SELECTED PASSAGE:
↓↓↓

# GT: Preseason Game 3: Clippers vs. Suns 10/15



## Weasel (Oct 18, 2003)

<center>








vs.









Sat Oct 15
7:00 PM
</center>


----------



## Weasel (Oct 18, 2003)

It's back!

Bet on the game:
http://www.basketballboards.net/forum/showthread.php?t=207534


----------



## Darth Bryant (Feb 1, 2005)

I wanna bet but I need to know is Brand playing and Kaman playing tonight? If he is.. I'll take the 7 points any day of the week!!!!


----------



## Weasel (Oct 18, 2003)

CDRacingZX6R said:


> I wanna bet but I need to know is Brand playing and Kaman playing tonight? If he is.. I'll take the 7 points any day of the week!!!!



Brand might play, Kaman won't he is attending his grandmothers funeral today.


----------



## Seuss (Aug 19, 2005)

lol, I had to bet some money for the Suns. 


Anyways, Why hasn't Livingston got minutes? Hes injured right?


I wanna see Livingston play. Hopefully, he gets better and stays healthy so I can see some thriple-doubles.


----------



## Darth Bryant (Feb 1, 2005)

Weasel said:


> Brand might play, Kaman won't he is attending his grandmothers funeral today.



Hrm.. Risky bet. Im going to bet on the Clips and hope that Brand at least can play tonight.


----------



## Weasel (Oct 18, 2003)

Is the game on league pass? If so hopefully for those who are watching the game can give us updates.

↑↑↑

SOURCE EXCERPT:

↓↓↓

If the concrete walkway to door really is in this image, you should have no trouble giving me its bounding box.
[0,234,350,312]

↑↑↑

In the Clippers vs. Suns game thread, why does Weasel say Kaman won't play?

SOLUTION TO THE PROBLEM: He is attending his grandmother's funeral that day.